[Start MATERIAL FOR THIS TASK]

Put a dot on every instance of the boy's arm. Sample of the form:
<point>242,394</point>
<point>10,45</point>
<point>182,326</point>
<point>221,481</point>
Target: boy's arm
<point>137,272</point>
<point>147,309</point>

[End MATERIAL FOR THIS TASK]

= PROBLEM TO SOLVE =
Copy out all of the lines above, moving each answer point by adding 9 to both of its coordinates. Leave every other number unchanged.

= THE REPLY =
Put a dot on every instance of the boy's arm. Sample of the form:
<point>242,394</point>
<point>10,45</point>
<point>182,326</point>
<point>221,481</point>
Target: boy's arm
<point>146,281</point>
<point>156,318</point>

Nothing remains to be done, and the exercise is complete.